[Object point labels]
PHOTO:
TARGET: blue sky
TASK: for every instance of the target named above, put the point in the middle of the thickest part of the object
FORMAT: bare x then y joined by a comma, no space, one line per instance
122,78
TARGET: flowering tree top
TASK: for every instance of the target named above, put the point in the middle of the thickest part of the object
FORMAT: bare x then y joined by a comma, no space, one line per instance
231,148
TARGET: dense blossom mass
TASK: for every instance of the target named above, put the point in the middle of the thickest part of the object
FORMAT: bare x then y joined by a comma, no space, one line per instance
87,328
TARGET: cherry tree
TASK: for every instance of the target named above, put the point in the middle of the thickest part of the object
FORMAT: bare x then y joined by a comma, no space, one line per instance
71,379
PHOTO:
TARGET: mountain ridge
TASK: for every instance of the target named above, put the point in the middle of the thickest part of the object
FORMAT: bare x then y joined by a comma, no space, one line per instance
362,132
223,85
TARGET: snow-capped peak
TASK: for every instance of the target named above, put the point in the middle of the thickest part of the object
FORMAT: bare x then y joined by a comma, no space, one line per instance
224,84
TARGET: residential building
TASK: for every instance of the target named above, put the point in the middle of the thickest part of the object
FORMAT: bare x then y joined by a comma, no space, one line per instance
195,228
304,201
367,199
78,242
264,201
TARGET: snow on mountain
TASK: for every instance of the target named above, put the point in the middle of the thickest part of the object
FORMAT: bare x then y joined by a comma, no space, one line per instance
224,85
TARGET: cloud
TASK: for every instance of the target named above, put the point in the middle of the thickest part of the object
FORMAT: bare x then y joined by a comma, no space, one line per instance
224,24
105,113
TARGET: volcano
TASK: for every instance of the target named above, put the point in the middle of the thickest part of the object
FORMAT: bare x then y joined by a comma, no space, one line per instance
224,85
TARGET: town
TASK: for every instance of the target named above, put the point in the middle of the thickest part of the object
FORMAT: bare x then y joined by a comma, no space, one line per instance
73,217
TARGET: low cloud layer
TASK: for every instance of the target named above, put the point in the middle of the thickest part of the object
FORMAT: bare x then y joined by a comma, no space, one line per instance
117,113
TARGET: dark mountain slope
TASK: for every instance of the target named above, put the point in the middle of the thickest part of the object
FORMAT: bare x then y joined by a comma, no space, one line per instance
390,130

• [Task statement]: Write the material out again in its entirety, exactly as shown.

• [Exercise answer]:
PHOTO:
TARGET: blue sky
TASK: for every instance of the target named above, put the point in the middle of the thickest part of the object
FORMAT: bare x then y joined by a comma, no space, one line per instance
122,78
TARGET: flowering tree top
TASK: for every instance of the target named above, put the point in the middle of the thickest part of the object
FORMAT: bare x then y joined by a comma, no space, one line per instance
231,148
TARGET: dense blossom mass
TASK: for every instance of the target named above, put the point in the middle of the thickest part of the object
FORMAT: bare x then y joined by a comma, no space, one line per instance
87,328
TARGET: cherry tree
TASK: for every instance of the target named above, put the point in the middle of the thickest part of the object
FORMAT: bare x then y joined by a comma, no space, one line per instance
71,379
PHOTO:
TARGET: mountain ridge
TASK: for every instance of the target named above, put the point in the middle of the thickest part of the object
FORMAT: bare x then y joined by a comma, no space, one line per instance
362,132
223,85
TARGET: snow-capped peak
TASK: for every instance of the target named above, put the point in the middle of the thickest part of the object
FORMAT: bare x then y joined by a comma, no space, one line per instance
224,84
TARGET: residential building
TASK: for every instance of the target named above, put the point in the middle of the thickest part of the object
FORMAT: bare x then y joined by a comma, no space, one line per instance
195,228
304,201
367,199
78,242
264,201
TARGET: snow on mountain
TASK: for every instance of the target named above, put the point in the middle of the thickest part of the object
FORMAT: bare x then y joined by a comma, no space, one line per instance
224,85
TARGET: cloud
TASK: for every instance of the target named above, put the point in the middle of the thickest part of the object
FORMAT: bare x then y joined by a comma, no space, one line per instance
224,24
105,113
TARGET: volcano
TASK: for every instance of the target named above, put the point in the middle of the thickest part of the object
FORMAT: bare x then y joined by a comma, no space, one line per instance
224,85
TARGET: town
TASK: for every instance of the target named above, put the point in the middle of the thickest part of the object
FORMAT: bare x then y joined by a comma, no space, one line per instance
73,217
TARGET: low cloud layer
TASK: for every instance of the target named above, put the point in the middle of the thickest part of the object
FORMAT: bare x then y joined by a comma, no space, one line per instance
117,113
TARGET: dark mountain slope
TASK: for every instance of the target named above, put the point in the middle of the thickest part of the object
FORMAT: bare x then y joined by a comma, no space, one line per instance
390,130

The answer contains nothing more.